### Set problem
In the lines below, change every "pixels" to "px" and leave all other text as it is. Omit the pictures when you write the lines out again.

### Stored entries
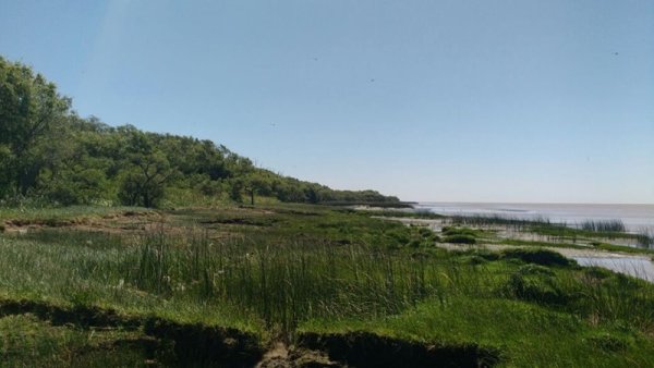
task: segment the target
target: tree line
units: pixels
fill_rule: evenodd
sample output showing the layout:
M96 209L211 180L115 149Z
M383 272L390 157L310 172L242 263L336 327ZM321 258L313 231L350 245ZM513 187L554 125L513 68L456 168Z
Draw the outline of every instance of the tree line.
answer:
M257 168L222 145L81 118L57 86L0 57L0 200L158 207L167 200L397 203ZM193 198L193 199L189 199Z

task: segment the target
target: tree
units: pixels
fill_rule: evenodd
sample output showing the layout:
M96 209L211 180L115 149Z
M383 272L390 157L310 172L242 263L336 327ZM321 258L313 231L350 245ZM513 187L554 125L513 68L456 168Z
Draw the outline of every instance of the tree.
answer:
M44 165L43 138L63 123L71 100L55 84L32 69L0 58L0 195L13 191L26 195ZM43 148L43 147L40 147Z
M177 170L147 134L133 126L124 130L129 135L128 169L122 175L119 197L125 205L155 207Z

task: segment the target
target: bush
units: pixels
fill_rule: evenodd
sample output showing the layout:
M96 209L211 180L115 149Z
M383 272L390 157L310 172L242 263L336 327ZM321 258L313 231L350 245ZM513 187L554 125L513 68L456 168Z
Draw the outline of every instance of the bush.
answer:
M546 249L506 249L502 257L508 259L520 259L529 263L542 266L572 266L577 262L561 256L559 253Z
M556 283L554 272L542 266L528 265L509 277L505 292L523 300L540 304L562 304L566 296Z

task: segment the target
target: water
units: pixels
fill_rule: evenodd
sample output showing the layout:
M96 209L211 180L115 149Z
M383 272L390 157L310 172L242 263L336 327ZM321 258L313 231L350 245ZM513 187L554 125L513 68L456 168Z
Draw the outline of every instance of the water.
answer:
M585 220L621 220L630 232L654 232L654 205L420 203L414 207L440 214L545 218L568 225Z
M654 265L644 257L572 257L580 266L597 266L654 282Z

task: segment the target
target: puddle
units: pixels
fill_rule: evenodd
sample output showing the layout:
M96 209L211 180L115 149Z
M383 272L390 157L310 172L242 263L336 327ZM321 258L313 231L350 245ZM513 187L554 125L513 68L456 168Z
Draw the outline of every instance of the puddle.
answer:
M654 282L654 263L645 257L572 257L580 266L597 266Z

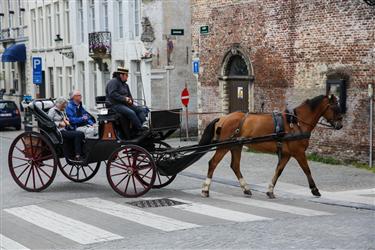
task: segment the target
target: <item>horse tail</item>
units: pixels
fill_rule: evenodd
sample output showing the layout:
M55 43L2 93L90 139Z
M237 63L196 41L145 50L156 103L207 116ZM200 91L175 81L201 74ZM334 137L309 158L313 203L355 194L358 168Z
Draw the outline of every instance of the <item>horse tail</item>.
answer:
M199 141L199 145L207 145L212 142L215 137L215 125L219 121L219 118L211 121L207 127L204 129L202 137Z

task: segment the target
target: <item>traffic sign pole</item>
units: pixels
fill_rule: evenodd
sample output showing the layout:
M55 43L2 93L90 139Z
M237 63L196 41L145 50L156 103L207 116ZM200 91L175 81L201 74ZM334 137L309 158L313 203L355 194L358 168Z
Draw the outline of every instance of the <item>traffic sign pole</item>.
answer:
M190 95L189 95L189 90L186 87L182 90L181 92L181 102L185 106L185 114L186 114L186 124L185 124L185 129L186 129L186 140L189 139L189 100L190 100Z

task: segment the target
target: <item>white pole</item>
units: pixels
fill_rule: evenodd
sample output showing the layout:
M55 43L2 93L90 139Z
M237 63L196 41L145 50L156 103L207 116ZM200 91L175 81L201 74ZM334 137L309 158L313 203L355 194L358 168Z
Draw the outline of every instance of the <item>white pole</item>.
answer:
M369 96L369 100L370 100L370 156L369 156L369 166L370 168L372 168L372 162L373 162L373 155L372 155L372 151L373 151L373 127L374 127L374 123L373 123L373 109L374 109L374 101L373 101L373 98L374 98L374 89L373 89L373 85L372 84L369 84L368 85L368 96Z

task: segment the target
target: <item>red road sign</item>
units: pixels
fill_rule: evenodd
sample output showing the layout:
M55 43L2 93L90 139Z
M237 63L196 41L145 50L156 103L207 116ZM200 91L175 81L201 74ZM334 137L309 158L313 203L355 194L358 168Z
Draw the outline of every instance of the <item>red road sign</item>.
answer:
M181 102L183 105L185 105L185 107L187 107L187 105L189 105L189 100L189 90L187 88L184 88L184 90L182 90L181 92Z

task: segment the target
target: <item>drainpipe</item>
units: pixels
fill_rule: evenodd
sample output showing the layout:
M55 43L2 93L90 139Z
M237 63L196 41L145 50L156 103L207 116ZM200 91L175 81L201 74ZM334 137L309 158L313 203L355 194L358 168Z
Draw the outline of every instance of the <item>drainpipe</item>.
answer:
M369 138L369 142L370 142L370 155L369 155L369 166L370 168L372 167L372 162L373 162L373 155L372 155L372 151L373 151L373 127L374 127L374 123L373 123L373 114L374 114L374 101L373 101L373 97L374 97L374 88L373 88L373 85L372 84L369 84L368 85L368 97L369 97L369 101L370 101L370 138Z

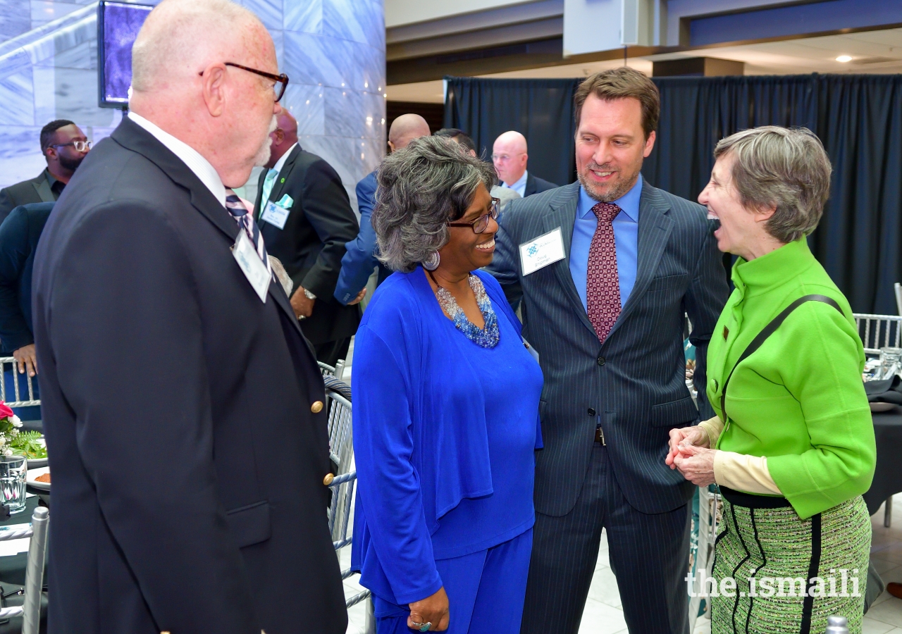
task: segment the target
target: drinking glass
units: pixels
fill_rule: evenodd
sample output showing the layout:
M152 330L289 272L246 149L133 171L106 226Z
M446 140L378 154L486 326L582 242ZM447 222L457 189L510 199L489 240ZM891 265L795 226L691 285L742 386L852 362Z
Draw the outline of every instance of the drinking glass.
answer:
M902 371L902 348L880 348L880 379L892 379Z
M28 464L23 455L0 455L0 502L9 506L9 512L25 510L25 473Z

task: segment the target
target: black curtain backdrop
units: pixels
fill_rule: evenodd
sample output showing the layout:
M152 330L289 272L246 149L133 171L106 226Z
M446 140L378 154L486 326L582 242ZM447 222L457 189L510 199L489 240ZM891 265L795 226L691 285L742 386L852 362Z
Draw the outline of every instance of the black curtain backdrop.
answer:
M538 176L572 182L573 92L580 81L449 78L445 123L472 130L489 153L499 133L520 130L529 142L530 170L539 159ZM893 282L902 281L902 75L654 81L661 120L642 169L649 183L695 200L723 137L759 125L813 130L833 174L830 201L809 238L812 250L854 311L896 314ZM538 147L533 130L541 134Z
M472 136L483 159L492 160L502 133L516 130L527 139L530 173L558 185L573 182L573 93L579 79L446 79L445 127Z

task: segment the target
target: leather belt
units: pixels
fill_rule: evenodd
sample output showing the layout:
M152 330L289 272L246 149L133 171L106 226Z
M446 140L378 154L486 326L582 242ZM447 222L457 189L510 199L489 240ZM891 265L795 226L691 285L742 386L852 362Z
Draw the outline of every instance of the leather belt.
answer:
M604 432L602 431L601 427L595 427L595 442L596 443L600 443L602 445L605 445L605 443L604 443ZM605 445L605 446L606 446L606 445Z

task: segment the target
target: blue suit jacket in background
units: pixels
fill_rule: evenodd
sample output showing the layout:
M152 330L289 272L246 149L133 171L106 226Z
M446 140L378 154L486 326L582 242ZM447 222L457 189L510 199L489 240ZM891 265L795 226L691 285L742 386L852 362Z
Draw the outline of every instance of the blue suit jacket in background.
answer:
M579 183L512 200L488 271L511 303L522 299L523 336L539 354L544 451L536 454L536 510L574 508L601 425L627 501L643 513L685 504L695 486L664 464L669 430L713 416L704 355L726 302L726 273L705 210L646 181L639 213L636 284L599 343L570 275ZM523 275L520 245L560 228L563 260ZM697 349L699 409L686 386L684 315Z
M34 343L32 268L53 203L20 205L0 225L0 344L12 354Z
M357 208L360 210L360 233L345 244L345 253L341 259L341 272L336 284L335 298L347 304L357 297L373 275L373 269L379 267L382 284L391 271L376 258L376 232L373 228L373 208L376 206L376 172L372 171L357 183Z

### Full output
task: segment the target
target: tree line
units: px
fill_rule: evenodd
sample output showing the layout:
M96 209L211 180L115 149Z
M383 272L390 157L310 172L242 263L336 327ZM321 258L313 231L350 245ZM513 187L554 125L513 68L456 168Z
Draw the outline of every instance of the tree line.
answer:
M257 168L222 145L81 118L57 86L0 57L0 200L158 207L167 200L397 203ZM193 198L193 199L189 199Z

task: segment the target
target: tree
units: px
fill_rule: evenodd
sample output showing the layout:
M96 209L211 180L115 149Z
M383 272L390 157L310 172L242 263L336 327ZM321 258L313 231L350 245ZM513 187L554 125L513 68L456 168Z
Draw the outline of every instance of the tree.
answer:
M44 165L43 138L63 123L71 100L55 84L32 69L0 58L0 195L13 191L26 195ZM43 148L43 147L40 147Z
M177 170L147 134L133 126L124 130L129 135L128 169L122 175L119 197L125 205L155 207Z

task: segment the target
target: bush
units: px
fill_rule: evenodd
sample output showing the layout:
M96 209L211 180L115 149Z
M383 272L390 157L310 172L242 263L336 327ZM321 258L313 231L350 245ZM513 187L554 125L513 68L456 168Z
Draw the outline of every instance of the bush.
answer:
M546 249L506 249L502 257L508 259L520 259L529 263L542 266L572 266L577 262L561 256L559 253Z
M556 283L554 272L542 266L528 265L509 277L505 292L523 300L540 304L562 304L566 296Z

task: segment the target
target: water
units: px
fill_rule: evenodd
sample output showing the layout:
M96 209L211 180L115 149Z
M383 272L390 157L310 172L242 263L336 327ZM321 258L313 231L350 245ZM513 187L554 125L513 68L456 168Z
Draw the outline of every instance of the water.
answer:
M585 220L621 220L630 232L654 232L654 205L420 203L414 207L440 214L545 218L568 225Z
M654 265L644 257L572 257L580 266L597 266L654 282Z

task: segment the target
target: puddle
units: px
fill_rule: evenodd
sample output showing the layout:
M96 209L211 180L115 149Z
M383 272L390 157L310 172L242 263L336 327ZM321 258L313 231L350 245ZM513 187L554 125L513 68L456 168Z
Draw the outline of every instance of the puddle.
answer:
M654 282L654 263L645 257L572 257L580 266L597 266Z

task: segment the target
target: <item>horse tail</item>
units: px
fill_rule: evenodd
sample output showing the layout:
M55 43L2 93L90 139Z
M237 63L196 41L145 50L156 103L207 116ZM200 91L175 81L201 74ZM334 137L309 158L313 203L355 194L358 168Z
Draw the outline of every instance of the <item>horse tail</item>.
answer:
M199 141L199 145L207 145L212 142L215 137L215 125L219 121L219 118L211 121L207 127L204 129L202 137Z

task: segment the target
target: <item>traffic sign pole</item>
units: px
fill_rule: evenodd
sample output showing the layout:
M55 43L2 93L90 139Z
M237 63L196 41L145 50L156 103L207 116ZM200 91L175 81L201 74ZM334 137L309 158L313 203L355 194L358 168Z
Draw the outline of every instance of the <item>traffic sign pole</item>.
answer:
M190 95L189 95L189 90L186 87L182 90L181 92L181 102L185 106L185 114L186 114L186 124L185 124L185 129L186 129L186 140L189 139L189 100L190 100Z

task: segment the target
target: <item>white pole</item>
units: px
fill_rule: evenodd
sample output showing the layout:
M55 43L2 93L90 139Z
M237 63L196 41L145 50L156 103L207 116ZM200 91L175 81L201 74ZM334 137L309 158L313 203L355 194L358 168Z
Draw the outline of every instance of the <item>white pole</item>.
answer:
M369 96L369 100L370 100L370 156L369 156L369 166L370 168L372 168L372 162L373 162L373 155L372 155L372 151L373 151L373 127L374 127L374 123L373 123L373 109L374 109L374 101L373 101L373 98L374 98L374 89L373 89L373 85L372 84L369 84L368 85L368 96Z

task: segment the target
target: <item>red road sign</item>
units: px
fill_rule: evenodd
sample output showing the layout:
M55 43L2 93L90 139Z
M237 63L196 41L145 50L156 103L207 116ZM200 91L175 81L201 74ZM334 137L309 158L313 203L355 194L358 168Z
Draw the outline of every instance of the <item>red road sign</item>.
answer:
M181 102L183 105L185 105L185 107L187 107L187 105L189 105L189 100L189 90L187 88L184 88L184 90L182 90L181 92Z

task: segment the target
target: <item>drainpipe</item>
units: px
fill_rule: evenodd
sample output showing the layout:
M55 43L2 93L90 139Z
M237 63L196 41L145 50L156 103L207 116ZM200 91L175 81L201 74ZM334 137L309 158L313 203L355 194L358 168Z
Draw the outline of every instance of the <item>drainpipe</item>.
answer:
M369 138L369 142L370 142L370 155L369 155L369 166L370 168L372 167L372 162L373 162L373 155L372 155L372 151L373 151L373 127L374 127L374 123L373 123L373 114L374 114L374 101L373 101L373 97L374 97L374 88L373 88L373 85L372 84L369 84L368 85L368 97L369 97L369 101L370 101L370 138Z

task: segment the target
target: drinking glass
units: px
fill_rule: evenodd
sample output showing the layout:
M152 330L289 272L246 149L133 171L106 226Z
M446 140L378 154L486 326L582 242ZM447 222L457 189L510 199L489 240ZM891 265L795 226L691 285L742 386L852 362Z
Draw the outline of every instance of the drinking glass.
answer:
M902 371L902 348L880 348L880 379L892 379Z
M28 464L23 455L0 455L0 502L9 506L9 512L25 510L25 473Z

task: segment the target
target: black curtain backdrop
units: px
fill_rule: evenodd
sample output showing the layout:
M152 330L289 272L246 149L133 171L106 226Z
M446 140L378 154L486 326L582 242ZM447 222L457 189L510 199L489 240ZM891 265L795 226L691 285L742 386L852 362Z
Draw the outline of every instance of the black curtain backdrop.
answer:
M538 176L572 182L573 92L580 81L449 78L445 123L472 130L489 153L499 133L520 130L529 142L530 170L539 159ZM893 282L902 281L902 75L654 81L661 120L642 169L649 183L695 200L723 137L759 125L813 130L833 174L830 201L809 238L812 250L854 311L896 314ZM538 147L533 130L541 134Z
M472 136L483 159L492 160L502 133L516 130L527 139L530 173L558 185L573 182L573 93L579 79L446 79L445 127Z

task: segment the target
target: leather belt
units: px
fill_rule: evenodd
sample output showing the layout:
M152 330L289 272L246 149L133 171L106 226Z
M446 140L378 154L486 326L582 242ZM447 222L457 189L510 199L489 240ZM891 265L795 226L691 285L742 386L852 362Z
Draw the outline of every instance of the leather belt.
answer:
M604 432L602 431L601 427L595 427L595 442L596 443L600 443L602 445L605 445L605 443L604 443ZM605 445L605 446L606 446L606 445Z

task: segment the target
target: blue suit jacket in background
units: px
fill_rule: evenodd
sample output showing the layout:
M152 330L289 272L246 149L133 171L106 226Z
M446 140L378 154L486 326L582 242ZM447 222L457 189L510 199L489 240ZM891 265L795 226L691 285L742 386L852 362Z
Draw the outline of every instance of the blue suit jacket in background.
answer:
M579 183L512 200L488 271L511 303L522 299L523 336L539 354L544 451L536 454L536 510L574 508L601 425L627 501L643 513L685 504L695 486L664 464L669 430L713 416L704 355L726 302L726 273L705 210L646 181L639 213L636 284L599 343L570 275ZM523 275L520 245L560 228L563 260ZM697 349L699 409L686 386L684 315Z
M34 343L32 268L53 203L20 205L0 225L0 344L12 354Z
M357 208L360 210L360 233L345 244L345 253L341 259L341 272L336 284L335 298L347 304L357 297L373 275L373 269L379 267L382 284L391 271L376 258L376 232L373 228L373 208L376 206L376 172L372 171L357 183Z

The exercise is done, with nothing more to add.